TEXT PROVIDED.
↓↓↓
What You’re Tasting in Wine ~ 10 Rules

by Jeff Miller of Artisan Family of Wines (Seven Artisans, Sly Dog Cellars, Red Côte)

jeff-smI’m a little too busy to write a post this week, so I’m republishing a post from a few years ago.  Good Reads Wednesday will appear as ususal, and I’ll post something new next Monday.  Here goes:

Because there’s so much misinformation out there about flavors in wine, I thought some “quick and dirty” rules for red wine would be helpful. These rules should be taken for what they are, generalities that admit of exceptions.

Rule 1.  If you taste something in a wine that you would describe as a fruit flavor (e.g., strawberry, cherry), it probably comes from the grapes. If you taste something that you would describe as a spice (cloves, cinnamon, dill), it most likely comes from oak (though sometimes from something else, but not the grapes).

Rule 2.  If the wine tastes of green peppers or green olives, that comes from underripeness in the fruit. (In some wines, particularly Cabernet Sauvignon, some, but not too much, of those flavors are normal, and are not a defect.)
↑↑↑
ASSIGNED TASK.
Answer these from the text on wine flavors above:
(a) When does the writer say something new will be posted?
(b) Under Rule 1, where does a spice flavor such as cinnamon most likely come from?
(c) Under Rule 2, in which grape are some green pepper or green olive flavors normal?

RECORDS.
↓↓↓
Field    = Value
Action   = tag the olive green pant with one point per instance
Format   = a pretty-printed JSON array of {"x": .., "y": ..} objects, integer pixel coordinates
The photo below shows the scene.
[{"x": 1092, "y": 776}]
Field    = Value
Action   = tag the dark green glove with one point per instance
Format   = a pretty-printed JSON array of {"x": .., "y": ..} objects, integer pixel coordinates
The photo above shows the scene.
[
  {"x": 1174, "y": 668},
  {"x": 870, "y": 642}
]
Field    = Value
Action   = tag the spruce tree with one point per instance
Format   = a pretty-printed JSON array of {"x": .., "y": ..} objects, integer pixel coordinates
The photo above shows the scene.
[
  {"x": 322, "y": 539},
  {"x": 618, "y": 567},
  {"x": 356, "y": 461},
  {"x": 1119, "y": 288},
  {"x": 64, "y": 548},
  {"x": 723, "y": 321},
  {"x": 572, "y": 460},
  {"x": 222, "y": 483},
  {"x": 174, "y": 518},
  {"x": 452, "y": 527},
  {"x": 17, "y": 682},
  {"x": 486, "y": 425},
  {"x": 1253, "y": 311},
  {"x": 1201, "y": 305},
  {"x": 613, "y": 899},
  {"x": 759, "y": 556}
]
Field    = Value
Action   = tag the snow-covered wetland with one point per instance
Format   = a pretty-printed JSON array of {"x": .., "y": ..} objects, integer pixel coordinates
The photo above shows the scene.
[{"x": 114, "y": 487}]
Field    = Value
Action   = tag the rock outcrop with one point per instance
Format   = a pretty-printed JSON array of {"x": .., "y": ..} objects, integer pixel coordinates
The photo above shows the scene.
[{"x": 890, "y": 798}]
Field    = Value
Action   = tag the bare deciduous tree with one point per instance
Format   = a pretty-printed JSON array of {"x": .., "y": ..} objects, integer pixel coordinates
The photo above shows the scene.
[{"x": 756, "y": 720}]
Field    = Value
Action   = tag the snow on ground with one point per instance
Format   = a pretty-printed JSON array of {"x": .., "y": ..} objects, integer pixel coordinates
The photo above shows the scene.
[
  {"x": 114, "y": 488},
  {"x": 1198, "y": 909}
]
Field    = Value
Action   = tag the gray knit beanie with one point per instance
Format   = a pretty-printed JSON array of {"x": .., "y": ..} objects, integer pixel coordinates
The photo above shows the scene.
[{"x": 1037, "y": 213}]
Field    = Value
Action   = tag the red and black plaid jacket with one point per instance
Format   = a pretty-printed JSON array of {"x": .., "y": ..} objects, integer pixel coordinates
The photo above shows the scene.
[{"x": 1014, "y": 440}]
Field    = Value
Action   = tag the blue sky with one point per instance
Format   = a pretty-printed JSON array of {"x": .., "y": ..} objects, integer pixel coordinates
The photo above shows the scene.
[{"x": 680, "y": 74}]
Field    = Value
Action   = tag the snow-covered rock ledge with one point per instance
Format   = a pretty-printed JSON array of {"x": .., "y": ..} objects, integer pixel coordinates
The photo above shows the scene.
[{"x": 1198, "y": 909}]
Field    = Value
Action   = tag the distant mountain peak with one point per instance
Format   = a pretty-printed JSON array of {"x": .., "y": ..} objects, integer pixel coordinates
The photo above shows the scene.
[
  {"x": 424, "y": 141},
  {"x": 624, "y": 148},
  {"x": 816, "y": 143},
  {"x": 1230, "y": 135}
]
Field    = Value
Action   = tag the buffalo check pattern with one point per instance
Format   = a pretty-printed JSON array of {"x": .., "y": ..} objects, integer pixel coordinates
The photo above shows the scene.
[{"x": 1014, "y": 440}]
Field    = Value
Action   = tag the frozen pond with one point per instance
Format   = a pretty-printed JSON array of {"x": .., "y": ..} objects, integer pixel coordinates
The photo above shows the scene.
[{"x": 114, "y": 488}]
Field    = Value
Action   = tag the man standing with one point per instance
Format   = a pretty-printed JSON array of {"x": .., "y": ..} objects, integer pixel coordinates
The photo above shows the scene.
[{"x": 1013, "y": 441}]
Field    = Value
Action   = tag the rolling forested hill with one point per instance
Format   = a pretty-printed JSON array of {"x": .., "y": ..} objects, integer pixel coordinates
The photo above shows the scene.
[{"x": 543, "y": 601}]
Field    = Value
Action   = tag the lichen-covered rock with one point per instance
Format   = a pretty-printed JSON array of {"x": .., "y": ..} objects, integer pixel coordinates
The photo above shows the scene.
↑↑↑
RESULT OF THIS TASK.
(a) Next Monday.
(b) Oak.
(c) Cabernet Sauvignon.